REQUIREMENT:
Can you quote exactly the stretch of lines from the one with "</instance>" through the final line of the material, both ends included?

PROVIDED MATERIAL:
((

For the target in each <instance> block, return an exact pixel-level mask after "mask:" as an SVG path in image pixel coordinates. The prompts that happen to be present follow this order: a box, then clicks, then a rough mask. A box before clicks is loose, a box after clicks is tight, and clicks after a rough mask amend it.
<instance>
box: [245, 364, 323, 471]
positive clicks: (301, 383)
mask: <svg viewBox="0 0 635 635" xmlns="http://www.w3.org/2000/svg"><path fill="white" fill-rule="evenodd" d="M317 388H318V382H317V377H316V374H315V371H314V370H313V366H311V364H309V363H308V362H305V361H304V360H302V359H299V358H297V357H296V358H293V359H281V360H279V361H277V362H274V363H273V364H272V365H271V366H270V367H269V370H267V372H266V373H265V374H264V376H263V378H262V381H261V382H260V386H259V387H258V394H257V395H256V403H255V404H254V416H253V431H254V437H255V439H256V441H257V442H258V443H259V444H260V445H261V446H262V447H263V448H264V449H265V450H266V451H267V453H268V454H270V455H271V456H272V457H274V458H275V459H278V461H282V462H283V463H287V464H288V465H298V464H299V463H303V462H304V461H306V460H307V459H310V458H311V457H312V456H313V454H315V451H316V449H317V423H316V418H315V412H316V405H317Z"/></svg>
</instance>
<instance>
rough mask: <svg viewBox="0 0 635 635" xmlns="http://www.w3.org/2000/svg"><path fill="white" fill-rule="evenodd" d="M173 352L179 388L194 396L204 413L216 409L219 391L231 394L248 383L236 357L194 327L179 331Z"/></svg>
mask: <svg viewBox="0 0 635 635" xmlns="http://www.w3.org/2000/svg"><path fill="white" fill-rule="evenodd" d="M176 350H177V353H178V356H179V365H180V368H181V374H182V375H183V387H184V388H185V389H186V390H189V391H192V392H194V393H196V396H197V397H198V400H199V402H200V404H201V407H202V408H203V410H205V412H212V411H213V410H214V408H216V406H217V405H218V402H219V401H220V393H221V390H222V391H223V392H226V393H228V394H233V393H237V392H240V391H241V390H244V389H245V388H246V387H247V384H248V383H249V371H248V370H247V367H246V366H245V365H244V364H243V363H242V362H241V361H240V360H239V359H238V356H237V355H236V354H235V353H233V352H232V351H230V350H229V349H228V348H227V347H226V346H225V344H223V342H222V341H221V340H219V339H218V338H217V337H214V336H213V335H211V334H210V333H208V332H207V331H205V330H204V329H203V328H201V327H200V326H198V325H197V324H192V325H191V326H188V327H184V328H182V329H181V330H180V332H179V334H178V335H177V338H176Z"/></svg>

))

EXPECTED ANSWER:
</instance>
<instance>
rough mask: <svg viewBox="0 0 635 635" xmlns="http://www.w3.org/2000/svg"><path fill="white" fill-rule="evenodd" d="M173 352L179 388L194 396L204 413L216 409L219 391L231 394L248 383L236 357L194 327L179 331Z"/></svg>
mask: <svg viewBox="0 0 635 635" xmlns="http://www.w3.org/2000/svg"><path fill="white" fill-rule="evenodd" d="M176 350H177V353H178V356H179V365H180V368H181V374H182V375H183V387H184V388H185V389H186V390H189V391H192V392H194V393H196V396H197V397H198V400H199V402H200V404H201V407H202V408H203V410H205V412H212V411H213V410H214V408H216V406H217V405H218V402H219V401H220V393H221V390H222V391H223V392H226V393H228V394H233V393H237V392H240V391H241V390H244V389H245V388H246V387H247V384H248V383H249V371H248V370H247V367H246V366H245V365H244V364H243V363H242V362H241V361H240V360H239V359H238V356H237V355H236V354H235V353H233V352H232V351H230V350H229V349H228V348H227V347H226V346H225V344H223V342H222V341H221V340H219V339H218V338H217V337H214V336H213V335H211V334H210V333H208V332H207V331H205V330H204V329H203V328H201V327H200V326H198V325H197V324H192V325H191V326H188V327H184V328H182V329H181V330H180V332H179V334H178V335H177V338H176Z"/></svg>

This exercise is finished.